▶ **WORK REQUEST**:
Check every line of the data below for the word "wall". Copy the ones that have it.

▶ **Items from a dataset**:

*** Block opens ***

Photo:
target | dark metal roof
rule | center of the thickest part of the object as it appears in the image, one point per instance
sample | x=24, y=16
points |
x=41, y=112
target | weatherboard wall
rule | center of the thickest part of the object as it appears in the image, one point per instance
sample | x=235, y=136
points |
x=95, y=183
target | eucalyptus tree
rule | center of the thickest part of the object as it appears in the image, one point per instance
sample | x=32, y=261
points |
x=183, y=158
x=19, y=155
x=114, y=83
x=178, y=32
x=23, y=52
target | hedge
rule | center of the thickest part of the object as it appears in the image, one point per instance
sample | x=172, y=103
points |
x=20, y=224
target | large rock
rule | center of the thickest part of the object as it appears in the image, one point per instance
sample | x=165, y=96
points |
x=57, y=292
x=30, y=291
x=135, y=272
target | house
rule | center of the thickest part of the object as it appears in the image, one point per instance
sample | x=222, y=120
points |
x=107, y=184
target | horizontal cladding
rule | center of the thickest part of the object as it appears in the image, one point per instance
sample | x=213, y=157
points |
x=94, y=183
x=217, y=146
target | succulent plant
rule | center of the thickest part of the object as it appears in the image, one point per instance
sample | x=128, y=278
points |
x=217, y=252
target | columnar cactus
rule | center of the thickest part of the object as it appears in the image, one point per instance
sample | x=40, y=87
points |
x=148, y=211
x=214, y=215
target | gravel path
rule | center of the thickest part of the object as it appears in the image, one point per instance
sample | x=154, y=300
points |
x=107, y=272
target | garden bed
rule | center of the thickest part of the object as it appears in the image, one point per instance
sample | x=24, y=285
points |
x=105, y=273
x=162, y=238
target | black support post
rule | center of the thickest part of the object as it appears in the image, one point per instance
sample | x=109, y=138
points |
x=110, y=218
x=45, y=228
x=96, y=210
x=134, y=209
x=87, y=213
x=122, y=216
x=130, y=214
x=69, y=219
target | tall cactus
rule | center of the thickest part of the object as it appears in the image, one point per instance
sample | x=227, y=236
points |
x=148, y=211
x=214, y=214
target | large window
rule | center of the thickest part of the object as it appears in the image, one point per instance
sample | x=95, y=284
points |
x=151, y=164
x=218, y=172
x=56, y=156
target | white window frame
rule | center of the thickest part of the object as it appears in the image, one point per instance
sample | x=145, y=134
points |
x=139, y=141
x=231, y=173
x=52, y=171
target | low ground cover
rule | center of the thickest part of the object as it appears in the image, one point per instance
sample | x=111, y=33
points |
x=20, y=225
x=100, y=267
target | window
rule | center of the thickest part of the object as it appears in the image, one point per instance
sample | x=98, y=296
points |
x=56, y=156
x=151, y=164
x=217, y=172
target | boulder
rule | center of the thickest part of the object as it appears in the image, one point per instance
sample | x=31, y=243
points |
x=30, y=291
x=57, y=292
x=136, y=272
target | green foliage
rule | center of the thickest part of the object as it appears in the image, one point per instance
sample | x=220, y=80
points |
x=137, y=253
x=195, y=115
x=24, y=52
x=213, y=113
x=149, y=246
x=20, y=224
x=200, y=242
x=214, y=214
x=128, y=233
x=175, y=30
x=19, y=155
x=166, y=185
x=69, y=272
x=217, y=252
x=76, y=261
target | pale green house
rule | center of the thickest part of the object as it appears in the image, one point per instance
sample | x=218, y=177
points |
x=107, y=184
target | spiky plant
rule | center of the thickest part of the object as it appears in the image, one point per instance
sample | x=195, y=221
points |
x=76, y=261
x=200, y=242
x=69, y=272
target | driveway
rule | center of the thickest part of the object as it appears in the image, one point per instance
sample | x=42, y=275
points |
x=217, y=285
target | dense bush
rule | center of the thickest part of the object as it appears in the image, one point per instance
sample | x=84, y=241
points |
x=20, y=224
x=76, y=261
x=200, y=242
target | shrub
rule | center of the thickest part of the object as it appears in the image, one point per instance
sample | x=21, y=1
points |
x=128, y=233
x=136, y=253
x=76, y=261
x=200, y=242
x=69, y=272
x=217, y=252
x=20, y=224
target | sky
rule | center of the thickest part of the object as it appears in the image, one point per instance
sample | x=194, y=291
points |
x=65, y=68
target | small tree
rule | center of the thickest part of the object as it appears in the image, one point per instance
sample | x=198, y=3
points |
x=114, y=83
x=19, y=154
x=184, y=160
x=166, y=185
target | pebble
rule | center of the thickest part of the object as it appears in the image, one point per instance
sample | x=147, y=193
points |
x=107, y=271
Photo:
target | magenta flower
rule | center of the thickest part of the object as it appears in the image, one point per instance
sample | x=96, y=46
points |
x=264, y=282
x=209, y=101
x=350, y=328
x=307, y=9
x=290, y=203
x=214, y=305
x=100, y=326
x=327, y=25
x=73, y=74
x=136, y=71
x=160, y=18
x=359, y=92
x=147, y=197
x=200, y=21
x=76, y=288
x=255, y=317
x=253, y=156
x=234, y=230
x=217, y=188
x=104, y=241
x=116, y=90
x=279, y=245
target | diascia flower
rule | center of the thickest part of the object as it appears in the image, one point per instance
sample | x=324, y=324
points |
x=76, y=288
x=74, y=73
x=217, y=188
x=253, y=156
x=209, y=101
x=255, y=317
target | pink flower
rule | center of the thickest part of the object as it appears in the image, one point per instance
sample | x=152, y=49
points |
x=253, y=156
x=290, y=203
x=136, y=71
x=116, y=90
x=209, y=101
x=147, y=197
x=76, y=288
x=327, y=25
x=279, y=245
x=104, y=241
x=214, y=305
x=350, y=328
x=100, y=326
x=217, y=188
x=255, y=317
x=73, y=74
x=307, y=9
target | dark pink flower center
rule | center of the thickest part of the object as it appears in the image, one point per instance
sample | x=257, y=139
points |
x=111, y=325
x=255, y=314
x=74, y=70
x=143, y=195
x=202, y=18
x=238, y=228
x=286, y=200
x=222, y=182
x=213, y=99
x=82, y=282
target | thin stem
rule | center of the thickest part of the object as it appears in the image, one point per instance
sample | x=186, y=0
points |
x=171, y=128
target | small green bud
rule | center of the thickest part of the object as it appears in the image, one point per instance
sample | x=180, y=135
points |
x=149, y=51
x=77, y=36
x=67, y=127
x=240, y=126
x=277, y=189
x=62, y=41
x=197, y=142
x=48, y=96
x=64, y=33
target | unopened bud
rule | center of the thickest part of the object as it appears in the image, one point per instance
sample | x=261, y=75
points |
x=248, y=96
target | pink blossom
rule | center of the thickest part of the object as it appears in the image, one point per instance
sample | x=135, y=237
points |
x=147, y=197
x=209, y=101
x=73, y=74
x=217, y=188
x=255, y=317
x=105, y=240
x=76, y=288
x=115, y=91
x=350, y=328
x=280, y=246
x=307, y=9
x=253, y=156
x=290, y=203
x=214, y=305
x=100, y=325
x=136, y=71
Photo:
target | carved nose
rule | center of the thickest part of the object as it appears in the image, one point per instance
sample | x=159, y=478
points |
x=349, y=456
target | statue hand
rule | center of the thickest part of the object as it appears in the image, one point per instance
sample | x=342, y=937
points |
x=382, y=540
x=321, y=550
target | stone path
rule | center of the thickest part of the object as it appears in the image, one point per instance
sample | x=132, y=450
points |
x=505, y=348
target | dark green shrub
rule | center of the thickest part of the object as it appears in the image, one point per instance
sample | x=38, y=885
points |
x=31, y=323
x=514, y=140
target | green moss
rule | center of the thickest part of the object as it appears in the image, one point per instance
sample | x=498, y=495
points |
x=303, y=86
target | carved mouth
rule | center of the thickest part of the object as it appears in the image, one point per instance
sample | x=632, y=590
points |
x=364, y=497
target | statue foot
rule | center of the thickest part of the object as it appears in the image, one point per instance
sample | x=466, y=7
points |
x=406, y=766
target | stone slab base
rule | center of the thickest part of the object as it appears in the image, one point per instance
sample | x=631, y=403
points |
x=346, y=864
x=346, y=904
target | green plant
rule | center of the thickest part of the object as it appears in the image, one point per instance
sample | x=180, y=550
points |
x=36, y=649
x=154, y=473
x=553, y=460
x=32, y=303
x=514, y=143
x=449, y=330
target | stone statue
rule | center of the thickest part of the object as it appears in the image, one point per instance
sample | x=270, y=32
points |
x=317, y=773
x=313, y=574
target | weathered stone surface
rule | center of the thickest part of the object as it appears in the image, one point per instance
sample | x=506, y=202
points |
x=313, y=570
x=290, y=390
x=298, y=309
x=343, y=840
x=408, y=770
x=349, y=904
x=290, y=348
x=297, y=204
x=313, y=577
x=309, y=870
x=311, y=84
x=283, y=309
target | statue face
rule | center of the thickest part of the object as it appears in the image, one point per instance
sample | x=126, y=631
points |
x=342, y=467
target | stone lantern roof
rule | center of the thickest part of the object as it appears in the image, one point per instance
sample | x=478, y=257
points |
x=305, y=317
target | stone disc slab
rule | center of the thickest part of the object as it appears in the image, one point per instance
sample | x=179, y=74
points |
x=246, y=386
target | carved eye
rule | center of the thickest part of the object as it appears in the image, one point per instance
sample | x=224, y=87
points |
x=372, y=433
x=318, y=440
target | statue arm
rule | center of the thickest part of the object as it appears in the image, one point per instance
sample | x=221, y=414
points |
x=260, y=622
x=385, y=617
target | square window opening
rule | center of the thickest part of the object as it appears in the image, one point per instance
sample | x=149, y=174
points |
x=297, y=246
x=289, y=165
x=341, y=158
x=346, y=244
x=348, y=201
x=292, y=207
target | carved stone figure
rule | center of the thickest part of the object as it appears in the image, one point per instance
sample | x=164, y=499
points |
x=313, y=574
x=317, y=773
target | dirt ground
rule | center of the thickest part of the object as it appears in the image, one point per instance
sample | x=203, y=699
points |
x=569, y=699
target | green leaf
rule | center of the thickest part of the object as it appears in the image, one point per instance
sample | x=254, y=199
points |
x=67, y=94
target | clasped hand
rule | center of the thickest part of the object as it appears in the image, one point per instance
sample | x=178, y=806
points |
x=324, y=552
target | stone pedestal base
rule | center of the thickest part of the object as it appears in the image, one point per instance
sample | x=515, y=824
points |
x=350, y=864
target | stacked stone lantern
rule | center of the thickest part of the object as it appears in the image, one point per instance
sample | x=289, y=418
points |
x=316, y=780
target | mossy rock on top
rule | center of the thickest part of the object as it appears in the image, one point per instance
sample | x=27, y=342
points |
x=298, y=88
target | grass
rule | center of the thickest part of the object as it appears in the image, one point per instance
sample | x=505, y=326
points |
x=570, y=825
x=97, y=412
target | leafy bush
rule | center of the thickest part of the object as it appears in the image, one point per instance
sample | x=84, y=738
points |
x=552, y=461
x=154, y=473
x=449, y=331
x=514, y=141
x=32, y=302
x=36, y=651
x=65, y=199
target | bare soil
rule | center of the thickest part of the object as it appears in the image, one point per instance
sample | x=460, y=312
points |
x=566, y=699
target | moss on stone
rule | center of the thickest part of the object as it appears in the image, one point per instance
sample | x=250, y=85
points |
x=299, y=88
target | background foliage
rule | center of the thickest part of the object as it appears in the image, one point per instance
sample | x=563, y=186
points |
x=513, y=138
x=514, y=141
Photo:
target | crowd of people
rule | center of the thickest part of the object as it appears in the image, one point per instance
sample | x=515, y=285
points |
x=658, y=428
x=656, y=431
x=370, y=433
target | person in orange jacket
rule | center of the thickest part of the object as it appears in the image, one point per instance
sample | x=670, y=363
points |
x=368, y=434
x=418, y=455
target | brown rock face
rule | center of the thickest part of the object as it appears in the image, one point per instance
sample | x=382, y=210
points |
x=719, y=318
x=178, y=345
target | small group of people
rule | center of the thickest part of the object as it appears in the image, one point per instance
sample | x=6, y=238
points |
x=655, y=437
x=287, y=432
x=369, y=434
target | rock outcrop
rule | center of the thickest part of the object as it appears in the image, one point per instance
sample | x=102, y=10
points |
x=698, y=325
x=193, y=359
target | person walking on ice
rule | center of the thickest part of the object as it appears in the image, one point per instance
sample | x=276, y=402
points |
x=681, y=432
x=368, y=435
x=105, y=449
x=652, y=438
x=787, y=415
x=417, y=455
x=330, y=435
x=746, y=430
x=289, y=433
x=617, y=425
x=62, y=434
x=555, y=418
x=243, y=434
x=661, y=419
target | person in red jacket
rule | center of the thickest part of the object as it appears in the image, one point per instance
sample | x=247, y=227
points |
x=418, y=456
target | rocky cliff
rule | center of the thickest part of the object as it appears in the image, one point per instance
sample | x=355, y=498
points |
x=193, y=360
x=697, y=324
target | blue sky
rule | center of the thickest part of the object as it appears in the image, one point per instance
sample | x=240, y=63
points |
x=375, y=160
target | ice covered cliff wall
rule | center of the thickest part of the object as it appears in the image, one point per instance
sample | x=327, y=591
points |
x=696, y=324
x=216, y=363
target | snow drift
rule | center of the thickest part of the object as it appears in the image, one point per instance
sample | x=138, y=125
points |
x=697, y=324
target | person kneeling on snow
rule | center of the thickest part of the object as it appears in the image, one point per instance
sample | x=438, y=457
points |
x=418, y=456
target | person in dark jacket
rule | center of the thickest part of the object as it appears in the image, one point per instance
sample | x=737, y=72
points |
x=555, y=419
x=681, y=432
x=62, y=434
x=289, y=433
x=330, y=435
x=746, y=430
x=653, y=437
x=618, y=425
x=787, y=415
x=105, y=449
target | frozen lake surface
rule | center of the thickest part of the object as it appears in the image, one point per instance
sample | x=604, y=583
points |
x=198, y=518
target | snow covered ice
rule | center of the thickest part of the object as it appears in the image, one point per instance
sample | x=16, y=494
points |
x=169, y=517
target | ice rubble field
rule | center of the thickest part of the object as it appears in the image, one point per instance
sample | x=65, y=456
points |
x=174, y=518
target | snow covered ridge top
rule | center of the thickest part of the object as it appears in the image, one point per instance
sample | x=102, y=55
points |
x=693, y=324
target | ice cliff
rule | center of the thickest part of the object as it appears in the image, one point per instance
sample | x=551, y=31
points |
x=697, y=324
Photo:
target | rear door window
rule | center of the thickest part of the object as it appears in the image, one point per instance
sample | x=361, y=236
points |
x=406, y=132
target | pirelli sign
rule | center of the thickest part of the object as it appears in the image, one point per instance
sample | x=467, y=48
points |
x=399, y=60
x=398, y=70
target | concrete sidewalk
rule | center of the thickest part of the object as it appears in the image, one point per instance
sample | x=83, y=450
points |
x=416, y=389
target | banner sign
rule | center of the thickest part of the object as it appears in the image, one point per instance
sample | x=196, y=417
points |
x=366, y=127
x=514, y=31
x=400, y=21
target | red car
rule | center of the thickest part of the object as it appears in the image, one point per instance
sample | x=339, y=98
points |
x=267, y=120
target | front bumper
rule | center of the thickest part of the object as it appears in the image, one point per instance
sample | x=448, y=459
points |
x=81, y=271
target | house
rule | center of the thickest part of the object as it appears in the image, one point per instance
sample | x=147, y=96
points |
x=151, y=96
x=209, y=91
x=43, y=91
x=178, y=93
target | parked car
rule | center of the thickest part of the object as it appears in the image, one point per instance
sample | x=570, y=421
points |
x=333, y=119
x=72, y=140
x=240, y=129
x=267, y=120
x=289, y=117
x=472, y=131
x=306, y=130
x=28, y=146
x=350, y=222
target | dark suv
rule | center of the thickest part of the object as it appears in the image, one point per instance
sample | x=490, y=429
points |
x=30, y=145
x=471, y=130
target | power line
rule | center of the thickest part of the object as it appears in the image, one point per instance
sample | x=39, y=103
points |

*** Block closes ***

▶ **RESULT BELOW**:
target | weatherboard wall
target | ice covered cliff wall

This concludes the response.